### [ABOUT THIS EXERCISE]
After locating the line containing "Would you mind pointing to the university", transcribe that line and all following lines exactly, stopping only at the end of the records.

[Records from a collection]
--- START ---

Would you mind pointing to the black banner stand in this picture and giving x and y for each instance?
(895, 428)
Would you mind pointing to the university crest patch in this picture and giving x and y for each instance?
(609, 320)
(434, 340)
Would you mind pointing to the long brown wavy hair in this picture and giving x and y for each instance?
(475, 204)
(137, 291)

--- END ---

### [RESULT]
Would you mind pointing to the university crest patch in this picture and giving x and y for each instance?
(609, 320)
(434, 340)
Would you mind pointing to the long brown wavy hair in this picture and giving x and y for each instance?
(475, 204)
(137, 291)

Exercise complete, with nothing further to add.